-- WHAT TO DO --
Of the entries below, return exactly those lines that fall between the one containing "Target: reflection on water" and the one containing "Every instance gets one point. Tag the paddle", the two end lines included.

-- ENTRIES SHOWN --
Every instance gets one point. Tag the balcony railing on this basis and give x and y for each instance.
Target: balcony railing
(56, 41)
==
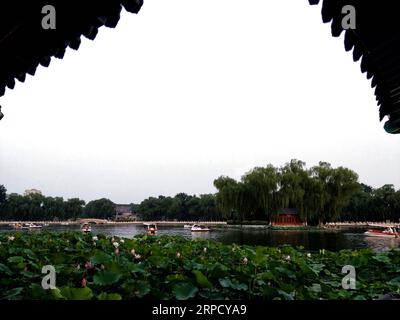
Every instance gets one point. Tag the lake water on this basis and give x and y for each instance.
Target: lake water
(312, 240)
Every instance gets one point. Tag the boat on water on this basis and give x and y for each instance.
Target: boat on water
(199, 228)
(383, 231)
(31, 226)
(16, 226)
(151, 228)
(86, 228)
* * *
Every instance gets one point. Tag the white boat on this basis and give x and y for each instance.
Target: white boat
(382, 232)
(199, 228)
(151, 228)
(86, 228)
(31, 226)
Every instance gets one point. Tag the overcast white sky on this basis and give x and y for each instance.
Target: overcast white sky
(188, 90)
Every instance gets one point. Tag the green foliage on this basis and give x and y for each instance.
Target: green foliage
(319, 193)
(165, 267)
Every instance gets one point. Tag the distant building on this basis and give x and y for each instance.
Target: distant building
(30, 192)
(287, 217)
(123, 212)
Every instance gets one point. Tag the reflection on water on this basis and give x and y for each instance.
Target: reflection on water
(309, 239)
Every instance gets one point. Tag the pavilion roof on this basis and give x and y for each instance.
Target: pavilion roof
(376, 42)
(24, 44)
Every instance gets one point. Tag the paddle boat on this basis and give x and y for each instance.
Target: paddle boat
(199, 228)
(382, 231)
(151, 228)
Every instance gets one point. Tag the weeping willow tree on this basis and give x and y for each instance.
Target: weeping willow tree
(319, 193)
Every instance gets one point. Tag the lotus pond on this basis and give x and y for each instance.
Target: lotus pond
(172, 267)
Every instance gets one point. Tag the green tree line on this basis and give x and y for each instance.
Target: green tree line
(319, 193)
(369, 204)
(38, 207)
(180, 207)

-- OUTPUT FOR THIS TASK --
Target: reflection on water
(309, 239)
Every instance gets one point. Tag the pavilion roof on this basis and give x and y for each instance.
Target: pavilion roof
(376, 42)
(24, 44)
Every instance gets one point. Tag the paddle boat on this basis and give x and y for each instance.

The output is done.